Exercise brief:
Restate each entry word for word, leaving nothing out.

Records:
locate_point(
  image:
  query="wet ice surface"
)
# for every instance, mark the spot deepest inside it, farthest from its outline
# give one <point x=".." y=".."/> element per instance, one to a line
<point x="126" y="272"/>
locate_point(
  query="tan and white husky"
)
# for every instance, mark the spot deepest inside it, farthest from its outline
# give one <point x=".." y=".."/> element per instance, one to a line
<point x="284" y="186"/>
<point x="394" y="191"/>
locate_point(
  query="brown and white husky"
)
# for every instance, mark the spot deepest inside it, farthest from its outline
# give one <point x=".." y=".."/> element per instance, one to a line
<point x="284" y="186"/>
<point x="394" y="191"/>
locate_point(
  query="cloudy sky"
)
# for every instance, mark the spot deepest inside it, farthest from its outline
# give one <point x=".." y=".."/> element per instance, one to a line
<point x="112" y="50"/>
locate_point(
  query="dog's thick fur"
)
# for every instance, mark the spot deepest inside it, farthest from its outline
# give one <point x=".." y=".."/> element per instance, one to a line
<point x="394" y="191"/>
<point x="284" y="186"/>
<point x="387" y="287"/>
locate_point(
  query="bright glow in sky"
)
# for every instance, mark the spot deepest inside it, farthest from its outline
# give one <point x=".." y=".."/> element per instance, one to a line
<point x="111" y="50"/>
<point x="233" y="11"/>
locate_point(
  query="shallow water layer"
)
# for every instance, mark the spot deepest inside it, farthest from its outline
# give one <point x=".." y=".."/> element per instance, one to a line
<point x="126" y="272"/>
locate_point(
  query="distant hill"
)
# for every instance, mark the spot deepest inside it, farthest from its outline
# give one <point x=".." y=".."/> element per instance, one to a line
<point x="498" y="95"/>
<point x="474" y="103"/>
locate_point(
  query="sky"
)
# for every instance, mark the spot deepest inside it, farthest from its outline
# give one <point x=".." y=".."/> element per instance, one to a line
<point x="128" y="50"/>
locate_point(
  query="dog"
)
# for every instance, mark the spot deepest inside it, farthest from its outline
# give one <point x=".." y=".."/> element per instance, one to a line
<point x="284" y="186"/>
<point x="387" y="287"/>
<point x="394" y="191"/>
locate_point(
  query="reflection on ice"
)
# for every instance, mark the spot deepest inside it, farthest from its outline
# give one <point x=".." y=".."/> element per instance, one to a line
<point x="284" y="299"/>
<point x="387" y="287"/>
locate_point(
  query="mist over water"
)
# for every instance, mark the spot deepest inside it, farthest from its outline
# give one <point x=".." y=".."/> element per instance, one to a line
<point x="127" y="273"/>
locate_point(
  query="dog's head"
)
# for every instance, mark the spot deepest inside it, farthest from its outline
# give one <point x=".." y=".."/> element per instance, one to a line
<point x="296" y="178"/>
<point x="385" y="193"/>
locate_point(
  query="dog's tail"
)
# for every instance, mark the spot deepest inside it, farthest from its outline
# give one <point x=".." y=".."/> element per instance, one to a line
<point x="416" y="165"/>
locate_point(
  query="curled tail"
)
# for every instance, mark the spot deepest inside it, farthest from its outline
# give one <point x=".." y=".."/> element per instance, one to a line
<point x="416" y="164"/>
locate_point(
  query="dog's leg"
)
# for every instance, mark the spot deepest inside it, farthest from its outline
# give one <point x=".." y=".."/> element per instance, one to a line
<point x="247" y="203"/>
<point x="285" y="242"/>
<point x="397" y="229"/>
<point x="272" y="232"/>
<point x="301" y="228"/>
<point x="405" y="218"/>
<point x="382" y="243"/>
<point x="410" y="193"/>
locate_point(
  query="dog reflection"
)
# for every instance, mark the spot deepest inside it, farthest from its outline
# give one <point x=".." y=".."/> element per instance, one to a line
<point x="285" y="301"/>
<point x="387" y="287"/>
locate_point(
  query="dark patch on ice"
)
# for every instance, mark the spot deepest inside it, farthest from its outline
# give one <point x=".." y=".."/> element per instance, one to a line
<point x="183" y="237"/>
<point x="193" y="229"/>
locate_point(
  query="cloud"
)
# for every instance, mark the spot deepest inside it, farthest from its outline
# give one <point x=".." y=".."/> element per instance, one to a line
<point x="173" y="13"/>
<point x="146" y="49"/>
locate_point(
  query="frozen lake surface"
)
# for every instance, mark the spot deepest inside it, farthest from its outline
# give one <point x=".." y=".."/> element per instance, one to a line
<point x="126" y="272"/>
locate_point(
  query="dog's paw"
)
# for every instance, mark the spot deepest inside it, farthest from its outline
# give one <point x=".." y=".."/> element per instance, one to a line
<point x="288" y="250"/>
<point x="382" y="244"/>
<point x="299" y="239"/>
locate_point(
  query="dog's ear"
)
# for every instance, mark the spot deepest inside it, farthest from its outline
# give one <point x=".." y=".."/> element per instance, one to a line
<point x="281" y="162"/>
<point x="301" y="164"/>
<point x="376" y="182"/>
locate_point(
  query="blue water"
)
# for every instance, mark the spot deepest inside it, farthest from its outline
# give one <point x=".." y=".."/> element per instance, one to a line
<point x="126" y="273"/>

Task answer:
locate_point(
  image:
  query="wet ice surface"
)
# for every instance, mark the spot deepest inside it, farthest from its outline
# give one <point x=".." y=".."/> element per instance, one to a line
<point x="126" y="272"/>
locate_point(
  query="tan and white husky"
)
# for every instance, mark the spot deepest inside it, farthest from its outline
# give one <point x=".." y=".."/> element per instance, one to a line
<point x="284" y="186"/>
<point x="394" y="191"/>
locate_point(
  query="brown and white husky"
)
# for every instance, mark the spot deepest inside it, farthest from its outline
# give one <point x=".." y=".."/> element per instance, one to a line
<point x="284" y="186"/>
<point x="394" y="191"/>
locate_point(
  query="cloudy sky"
)
# for every instance, mark the spot deepest inside it, farthest from its outline
# give one <point x=".." y=".."/> element per instance, one to a line
<point x="112" y="50"/>
locate_point(
  query="dog's thick fur"
)
# for every instance, mark the spot deepest inside it, farthest from its outline
# give one <point x=".." y=".."/> element per instance, one to a line
<point x="394" y="191"/>
<point x="284" y="186"/>
<point x="387" y="287"/>
locate_point(
  query="bright glow in sky"
)
# for every instance, mark the spot deepest inside it, farthest from its outline
# give one <point x=".." y=".."/> element per instance, one to a line
<point x="111" y="50"/>
<point x="233" y="11"/>
locate_point(
  query="shallow water layer"
)
# for every instance, mark the spot deepest inside it, farthest from its outline
# give one <point x=".." y=".."/> element per instance, one to a line
<point x="126" y="272"/>
locate_point(
  query="distant hill"
)
# for every instance, mark the spot deepest inside it, farthest from its outline
# give one <point x=".." y=".."/> element per instance, one to a line
<point x="498" y="95"/>
<point x="474" y="103"/>
locate_point(
  query="sky"
)
# for every instance, mark the spot deepest inside it, farthest from its outline
# give one <point x=".." y=".."/> element per instance, one to a line
<point x="128" y="50"/>
locate_point(
  query="dog"
)
# for every instance, mark the spot deepest inside it, farthest from its outline
# give one <point x=".." y=".."/> element per instance, one to a line
<point x="284" y="186"/>
<point x="387" y="287"/>
<point x="394" y="191"/>
locate_point(
  query="reflection on ice"
)
# for every instance, mark the spot deepest inside it, farthest from its outline
# give one <point x=".." y=".."/> element per instance, one to a line
<point x="284" y="299"/>
<point x="387" y="287"/>
locate_point(
  query="mist over water"
)
# for every instance, mark the spot deepest inside it, farthest from its outline
# give one <point x=".." y=".."/> element per instance, one to a line
<point x="127" y="273"/>
locate_point(
  query="dog's head"
)
# for every instance, mark the spot deepest inside it, farthest from its outline
# give one <point x=".." y=".."/> element per instance, one to a line
<point x="296" y="178"/>
<point x="385" y="193"/>
locate_point(
  query="dog's tail"
)
# for every instance, mark the spot deepest inside it, farthest from its outline
# give one <point x=".." y=".."/> element per instance, one to a line
<point x="416" y="165"/>
locate_point(
  query="curled tail"
)
# for every instance, mark the spot deepest inside it, farthest from its outline
# give one <point x=".." y=".."/> element per instance, one to a line
<point x="416" y="164"/>
locate_point(
  query="dog's leg"
)
# for every instance, mark the spot deepest inside it, farthest from its outline
# give one <point x=".." y=".."/> element per instance, one to a line
<point x="247" y="203"/>
<point x="285" y="242"/>
<point x="397" y="229"/>
<point x="272" y="232"/>
<point x="301" y="228"/>
<point x="405" y="218"/>
<point x="382" y="243"/>
<point x="410" y="193"/>
locate_point(
  query="dog reflection"
)
# for every instance, mark the spot deepest inside it, farthest from its outline
# give one <point x=".." y=".."/> element per instance, one to a line
<point x="285" y="301"/>
<point x="387" y="287"/>
locate_point(
  query="dark patch on ice"
)
# for every instance, mark the spot deepest inside it, farthest from its outline
# give one <point x=".." y=".."/> element per instance, one to a line
<point x="183" y="237"/>
<point x="193" y="229"/>
locate_point(
  query="cloud"
)
# for every instance, mark the spot deepest inside it, farthest from its outline
# give one <point x=".." y=".."/> element per instance, one to a line
<point x="173" y="13"/>
<point x="146" y="49"/>
locate_point(
  query="frozen lake surface"
)
# for every instance, mark the spot deepest inside it, farthest from its outline
# give one <point x=".." y=".."/> element per instance, one to a line
<point x="126" y="272"/>
locate_point(
  query="dog's paw"
)
# for every instance, mark the spot deepest inside it, farthest from its outline
# give one <point x=".." y=".."/> element per instance, one to a line
<point x="288" y="250"/>
<point x="382" y="244"/>
<point x="299" y="239"/>
locate_point(
  query="dog's ear"
)
# for every instance, mark the spot deepest inside it, farthest from its outline
# give one <point x=".." y=".."/> element per instance, one to a line
<point x="281" y="162"/>
<point x="301" y="164"/>
<point x="376" y="182"/>
locate_point(
  query="blue water"
)
# for every instance, mark the spot deepest inside it, farthest from its outline
# give one <point x=".." y=".."/> element per instance, one to a line
<point x="126" y="273"/>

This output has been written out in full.